Please return all of the material exactly, with no line missing.

··· Listed records

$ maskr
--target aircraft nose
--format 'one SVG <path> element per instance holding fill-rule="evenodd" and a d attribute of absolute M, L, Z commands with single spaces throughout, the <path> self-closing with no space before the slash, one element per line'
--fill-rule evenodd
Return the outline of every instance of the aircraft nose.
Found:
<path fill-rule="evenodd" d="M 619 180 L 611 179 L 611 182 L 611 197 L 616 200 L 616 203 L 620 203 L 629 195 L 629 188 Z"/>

······

## Response area:
$ maskr
--target aircraft nose
--format 'one SVG <path> element per instance holding fill-rule="evenodd" and a d attribute of absolute M, L, Z commands with single spaces throughout, the <path> self-closing with no space before the slash, one element per line'
--fill-rule evenodd
Return the outline of every instance of the aircraft nose.
Found:
<path fill-rule="evenodd" d="M 619 180 L 611 179 L 611 182 L 611 197 L 616 200 L 616 203 L 620 203 L 629 195 L 629 188 Z"/>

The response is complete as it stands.